### [Challenge]
Print, character for character, the lines below from the line with "outline foggy sky" up to and including the line with "72], [383, 49]]]".

### [Data to use]
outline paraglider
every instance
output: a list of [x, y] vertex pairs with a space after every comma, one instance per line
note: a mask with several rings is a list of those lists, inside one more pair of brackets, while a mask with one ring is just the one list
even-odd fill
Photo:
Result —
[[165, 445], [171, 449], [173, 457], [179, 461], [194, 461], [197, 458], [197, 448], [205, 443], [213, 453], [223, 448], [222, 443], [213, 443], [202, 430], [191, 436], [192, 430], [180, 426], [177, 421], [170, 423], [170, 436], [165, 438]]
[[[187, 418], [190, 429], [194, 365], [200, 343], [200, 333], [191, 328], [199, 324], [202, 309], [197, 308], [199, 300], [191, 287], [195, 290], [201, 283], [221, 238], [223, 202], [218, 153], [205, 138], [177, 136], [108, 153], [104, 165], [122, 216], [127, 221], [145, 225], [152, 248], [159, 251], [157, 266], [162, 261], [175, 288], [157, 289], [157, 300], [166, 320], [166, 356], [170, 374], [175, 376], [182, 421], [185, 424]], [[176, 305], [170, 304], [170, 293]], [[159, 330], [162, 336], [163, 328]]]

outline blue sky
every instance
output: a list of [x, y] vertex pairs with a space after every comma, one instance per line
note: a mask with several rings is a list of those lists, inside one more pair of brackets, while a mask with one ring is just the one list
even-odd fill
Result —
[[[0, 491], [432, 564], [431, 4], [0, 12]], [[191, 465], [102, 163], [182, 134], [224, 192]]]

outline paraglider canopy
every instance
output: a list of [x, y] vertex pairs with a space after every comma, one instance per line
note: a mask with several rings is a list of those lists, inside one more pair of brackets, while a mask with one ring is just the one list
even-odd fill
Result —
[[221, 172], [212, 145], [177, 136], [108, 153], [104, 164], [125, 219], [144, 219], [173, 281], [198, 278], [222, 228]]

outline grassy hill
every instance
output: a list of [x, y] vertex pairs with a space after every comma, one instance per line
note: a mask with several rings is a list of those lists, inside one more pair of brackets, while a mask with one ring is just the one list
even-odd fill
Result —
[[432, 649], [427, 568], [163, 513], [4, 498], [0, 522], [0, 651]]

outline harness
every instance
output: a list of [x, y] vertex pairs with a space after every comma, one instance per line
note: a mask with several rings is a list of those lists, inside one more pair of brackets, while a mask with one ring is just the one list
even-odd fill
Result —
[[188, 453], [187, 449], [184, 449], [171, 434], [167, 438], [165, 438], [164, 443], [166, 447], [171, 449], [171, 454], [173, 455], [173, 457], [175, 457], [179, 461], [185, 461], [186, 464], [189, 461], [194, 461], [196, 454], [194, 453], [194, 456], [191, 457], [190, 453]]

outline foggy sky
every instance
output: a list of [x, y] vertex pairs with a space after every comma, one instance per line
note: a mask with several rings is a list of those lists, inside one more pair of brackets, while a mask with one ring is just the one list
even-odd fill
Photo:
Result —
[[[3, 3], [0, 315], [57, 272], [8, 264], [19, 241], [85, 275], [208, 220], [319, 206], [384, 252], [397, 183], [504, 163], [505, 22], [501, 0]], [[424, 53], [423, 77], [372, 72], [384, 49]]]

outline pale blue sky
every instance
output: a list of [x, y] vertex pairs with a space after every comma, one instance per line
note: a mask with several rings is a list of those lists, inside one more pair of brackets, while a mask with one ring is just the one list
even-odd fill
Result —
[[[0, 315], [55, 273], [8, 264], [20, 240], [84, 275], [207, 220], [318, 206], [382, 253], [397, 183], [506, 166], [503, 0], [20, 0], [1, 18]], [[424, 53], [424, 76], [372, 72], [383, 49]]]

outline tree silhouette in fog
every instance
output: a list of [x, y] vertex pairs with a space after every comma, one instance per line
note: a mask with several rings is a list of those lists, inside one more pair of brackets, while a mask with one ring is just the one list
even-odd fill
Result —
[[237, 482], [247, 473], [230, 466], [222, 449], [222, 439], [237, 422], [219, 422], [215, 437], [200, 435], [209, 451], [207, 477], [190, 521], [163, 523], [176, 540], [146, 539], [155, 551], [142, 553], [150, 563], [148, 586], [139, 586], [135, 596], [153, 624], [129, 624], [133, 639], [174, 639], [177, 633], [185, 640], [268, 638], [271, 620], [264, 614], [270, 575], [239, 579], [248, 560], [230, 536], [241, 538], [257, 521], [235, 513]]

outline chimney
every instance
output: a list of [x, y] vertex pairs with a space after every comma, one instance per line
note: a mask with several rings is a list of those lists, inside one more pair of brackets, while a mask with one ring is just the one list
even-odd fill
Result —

### [Full output]
outline foggy sky
every instance
output: a list of [x, y] vertex pairs with a space after every comma, one instance per line
note: a mask with several rings is a list of those lists, inside one more pair of brackets, while a mask with one ring is just the one list
even-odd fill
Photo:
Result —
[[[3, 3], [0, 315], [57, 272], [8, 264], [19, 241], [85, 275], [208, 220], [319, 206], [384, 252], [397, 183], [504, 163], [505, 22], [501, 0]], [[424, 53], [423, 77], [372, 72], [384, 49]]]

outline pale blue sky
every instance
output: a list of [x, y] vertex pairs with a space after every comma, one instance per line
note: a mask with several rings is a list of those lists, inside one more pair of brackets, while a mask with one ring is just the one list
even-odd fill
Result —
[[[0, 315], [55, 273], [8, 264], [20, 240], [84, 275], [207, 220], [318, 206], [382, 253], [397, 183], [506, 166], [503, 0], [20, 0], [1, 18]], [[424, 53], [424, 76], [372, 72], [383, 49]]]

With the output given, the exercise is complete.